WORK TO DO →
1 – Answer these questions from the UN dataset walkthrough, one line each and marked to match:
(a) Which package supplies the data?
(b) How many observations remain after the NA values are filtered out?
(c) What did the & operator make sure of?
2 – In the UN dataset walkthrough, list every named argument passed to the plot() call.
3 – Please extract the part of the UN dataset walkthrough between "Figure 6.1: UN" and "is data transformation.", inclusive.

Now, let's get practical. Data will come from the car package; hence first things first, let's make sure that car is already installed:

if(!require(car)){install.packages('car')}

The dataset to be used is car::UN. In order to get the glimpse of the dataset, try the following code:

library(car)
dim(UN)
# [1] 207 7
head(UN)

The last command might output a small 6 x 7 table. Row names are named after countries. For the upcoming analysis, only columns 7, infant mortality (per 1,000 live births), and 4, per capita gross domestic product (GDP) per capita in US Dollars, will be used. As you can see, there are some NA (not available) values. It would be better to filter data ahead so we can see the dimension for reliable data alone:

dt <- (UN[!is.na(UN[,4]) 
          & !is.na(UN[,7]), c(7,4)])
#[1] 193  2

The filtered dataset is stored in the dt object—!is.na() was used to search for available values; the & operator made sure to filter observations simultaneously available for columns 4 and 7. We ended up with 193 observations from the 207 original ones. It would be reckless to not check whether the relation seems to be linear. A simple plot check is very useful:

plot(y = dt[,1],x = dt[,2],
     ylab = 'infant deaths/1,000 live birts',
     xlab = 'GDP per caita (U.S. dollars)')

As a result, we got the following diagram:

Figure 6.1: UN dataset – several countries infant deaths versus GDP per capita

Using the base plot from R, we crafted a visualization that is good enough for preliminar analysis—not so suitable for publication. Based on Figure 6.1, you should never say that the two variables keep a linear relation. As mentioned before, transformations can be useful. The next thing to try is data transformation.

RECORDED INFORMATION →
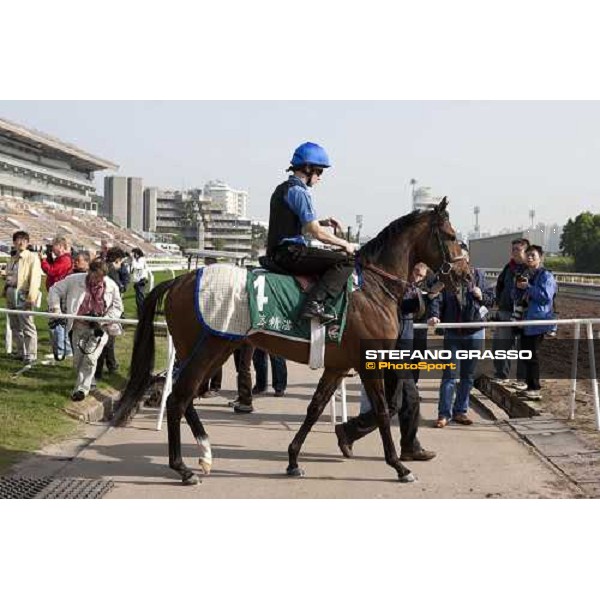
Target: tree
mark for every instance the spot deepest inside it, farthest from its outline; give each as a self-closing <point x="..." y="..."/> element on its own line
<point x="581" y="240"/>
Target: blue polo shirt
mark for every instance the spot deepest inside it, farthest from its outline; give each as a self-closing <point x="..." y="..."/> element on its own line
<point x="299" y="200"/>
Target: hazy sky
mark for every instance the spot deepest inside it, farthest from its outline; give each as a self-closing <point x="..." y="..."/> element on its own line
<point x="505" y="157"/>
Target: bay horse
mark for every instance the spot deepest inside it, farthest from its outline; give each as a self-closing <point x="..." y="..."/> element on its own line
<point x="385" y="261"/>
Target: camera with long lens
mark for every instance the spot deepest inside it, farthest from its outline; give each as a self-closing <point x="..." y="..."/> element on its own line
<point x="520" y="306"/>
<point x="94" y="326"/>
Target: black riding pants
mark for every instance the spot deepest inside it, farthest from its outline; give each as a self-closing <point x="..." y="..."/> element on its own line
<point x="333" y="267"/>
<point x="402" y="397"/>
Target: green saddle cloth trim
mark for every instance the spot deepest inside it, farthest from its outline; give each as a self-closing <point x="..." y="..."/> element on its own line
<point x="276" y="302"/>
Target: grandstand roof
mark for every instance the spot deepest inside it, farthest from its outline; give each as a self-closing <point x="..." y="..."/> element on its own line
<point x="53" y="145"/>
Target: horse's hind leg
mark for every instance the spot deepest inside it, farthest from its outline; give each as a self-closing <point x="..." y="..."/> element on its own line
<point x="375" y="391"/>
<point x="177" y="404"/>
<point x="212" y="354"/>
<point x="201" y="437"/>
<point x="328" y="383"/>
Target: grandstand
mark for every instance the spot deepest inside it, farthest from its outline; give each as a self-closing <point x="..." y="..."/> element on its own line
<point x="47" y="188"/>
<point x="43" y="221"/>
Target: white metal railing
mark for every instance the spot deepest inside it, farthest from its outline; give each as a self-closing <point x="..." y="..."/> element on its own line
<point x="171" y="356"/>
<point x="577" y="323"/>
<point x="560" y="276"/>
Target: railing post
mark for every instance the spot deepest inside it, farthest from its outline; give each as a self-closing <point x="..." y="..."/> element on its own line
<point x="590" y="335"/>
<point x="8" y="336"/>
<point x="576" y="336"/>
<point x="333" y="414"/>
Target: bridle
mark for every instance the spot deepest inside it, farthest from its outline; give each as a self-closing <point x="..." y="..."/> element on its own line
<point x="444" y="269"/>
<point x="447" y="260"/>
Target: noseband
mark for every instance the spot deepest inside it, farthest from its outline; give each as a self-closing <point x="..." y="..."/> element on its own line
<point x="447" y="260"/>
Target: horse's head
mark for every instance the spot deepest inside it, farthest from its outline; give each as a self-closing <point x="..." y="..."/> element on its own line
<point x="444" y="253"/>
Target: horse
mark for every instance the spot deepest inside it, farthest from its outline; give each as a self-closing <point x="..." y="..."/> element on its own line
<point x="386" y="261"/>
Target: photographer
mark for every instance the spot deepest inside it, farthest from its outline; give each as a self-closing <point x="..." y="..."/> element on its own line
<point x="87" y="294"/>
<point x="505" y="338"/>
<point x="533" y="296"/>
<point x="57" y="264"/>
<point x="22" y="292"/>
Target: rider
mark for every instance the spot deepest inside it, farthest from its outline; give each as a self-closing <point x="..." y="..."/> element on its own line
<point x="291" y="215"/>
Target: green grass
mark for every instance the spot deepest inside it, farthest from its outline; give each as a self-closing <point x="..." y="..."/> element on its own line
<point x="31" y="406"/>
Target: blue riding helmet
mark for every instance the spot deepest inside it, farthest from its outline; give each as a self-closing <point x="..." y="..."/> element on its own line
<point x="310" y="154"/>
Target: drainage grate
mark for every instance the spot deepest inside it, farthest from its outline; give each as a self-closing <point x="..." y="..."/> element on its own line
<point x="23" y="488"/>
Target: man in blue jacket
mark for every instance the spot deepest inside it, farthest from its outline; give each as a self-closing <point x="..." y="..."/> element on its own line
<point x="535" y="291"/>
<point x="469" y="305"/>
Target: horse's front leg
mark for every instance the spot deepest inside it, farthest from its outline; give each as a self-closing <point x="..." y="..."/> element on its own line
<point x="375" y="391"/>
<point x="329" y="382"/>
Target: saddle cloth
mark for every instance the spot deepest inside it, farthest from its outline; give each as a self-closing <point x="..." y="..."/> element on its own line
<point x="232" y="302"/>
<point x="276" y="302"/>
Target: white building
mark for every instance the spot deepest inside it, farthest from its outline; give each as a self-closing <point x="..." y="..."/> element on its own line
<point x="233" y="202"/>
<point x="39" y="167"/>
<point x="423" y="199"/>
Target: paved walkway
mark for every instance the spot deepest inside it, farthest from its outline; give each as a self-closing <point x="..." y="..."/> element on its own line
<point x="250" y="455"/>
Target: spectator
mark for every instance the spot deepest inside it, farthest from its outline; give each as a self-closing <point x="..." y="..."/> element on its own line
<point x="81" y="262"/>
<point x="22" y="292"/>
<point x="140" y="275"/>
<point x="125" y="272"/>
<point x="58" y="262"/>
<point x="534" y="293"/>
<point x="57" y="265"/>
<point x="105" y="246"/>
<point x="115" y="257"/>
<point x="278" y="370"/>
<point x="88" y="294"/>
<point x="469" y="305"/>
<point x="505" y="338"/>
<point x="401" y="392"/>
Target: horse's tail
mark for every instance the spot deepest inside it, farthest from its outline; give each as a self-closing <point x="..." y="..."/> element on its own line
<point x="142" y="356"/>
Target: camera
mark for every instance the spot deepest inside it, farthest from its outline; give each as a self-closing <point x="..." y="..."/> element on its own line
<point x="95" y="327"/>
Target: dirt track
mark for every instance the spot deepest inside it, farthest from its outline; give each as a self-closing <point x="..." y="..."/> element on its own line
<point x="556" y="393"/>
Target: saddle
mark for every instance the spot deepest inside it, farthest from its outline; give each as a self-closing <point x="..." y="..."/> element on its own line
<point x="306" y="282"/>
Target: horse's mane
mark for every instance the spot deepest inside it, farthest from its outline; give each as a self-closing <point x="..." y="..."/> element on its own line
<point x="371" y="251"/>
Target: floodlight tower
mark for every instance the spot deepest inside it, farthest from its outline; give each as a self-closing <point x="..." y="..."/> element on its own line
<point x="358" y="227"/>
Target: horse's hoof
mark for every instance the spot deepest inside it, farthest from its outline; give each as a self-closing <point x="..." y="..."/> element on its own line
<point x="205" y="466"/>
<point x="190" y="479"/>
<point x="295" y="472"/>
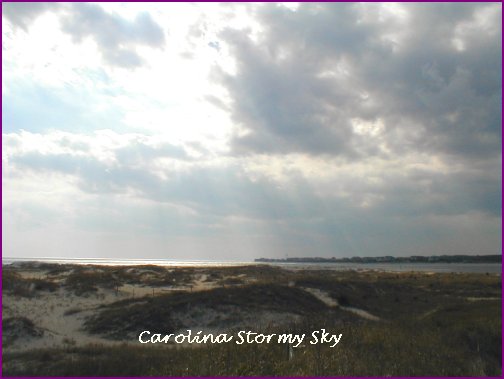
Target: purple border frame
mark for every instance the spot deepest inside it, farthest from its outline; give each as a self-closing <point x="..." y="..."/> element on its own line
<point x="502" y="194"/>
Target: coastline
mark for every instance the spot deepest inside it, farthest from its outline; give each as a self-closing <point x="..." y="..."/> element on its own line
<point x="56" y="307"/>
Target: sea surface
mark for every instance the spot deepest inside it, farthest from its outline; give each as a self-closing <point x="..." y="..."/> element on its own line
<point x="491" y="268"/>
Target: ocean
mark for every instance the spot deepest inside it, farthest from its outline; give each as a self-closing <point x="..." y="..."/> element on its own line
<point x="491" y="268"/>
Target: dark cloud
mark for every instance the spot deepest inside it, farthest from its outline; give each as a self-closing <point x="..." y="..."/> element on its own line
<point x="116" y="37"/>
<point x="312" y="71"/>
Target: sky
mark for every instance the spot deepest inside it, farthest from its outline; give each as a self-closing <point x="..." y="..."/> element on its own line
<point x="221" y="131"/>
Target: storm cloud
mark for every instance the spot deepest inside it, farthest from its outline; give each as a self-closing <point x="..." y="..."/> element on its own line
<point x="430" y="77"/>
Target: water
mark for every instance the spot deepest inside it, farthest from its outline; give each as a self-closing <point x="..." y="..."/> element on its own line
<point x="492" y="268"/>
<point x="128" y="262"/>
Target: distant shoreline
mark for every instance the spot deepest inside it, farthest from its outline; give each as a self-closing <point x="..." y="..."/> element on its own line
<point x="390" y="259"/>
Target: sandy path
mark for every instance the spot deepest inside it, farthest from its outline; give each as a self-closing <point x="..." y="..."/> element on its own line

RESULTS IN ORDER →
1 –
(a) The car package.
(b) 193 observations.
(c) That observations were filtered to those simultaneously available for columns 4 and 7.

2 – y, x, ylab, xlab

3 –
Figure 6.1: UN dataset – several countries infant deaths versus GDP per capita

Using the base plot from R, we crafted a visualization that is good enough for preliminar analysis—not so suitable for publication. Based on Figure 6.1, you should never say that the two variables keep a linear relation. As mentioned before, transformations can be useful. The next thing to try is data transformation.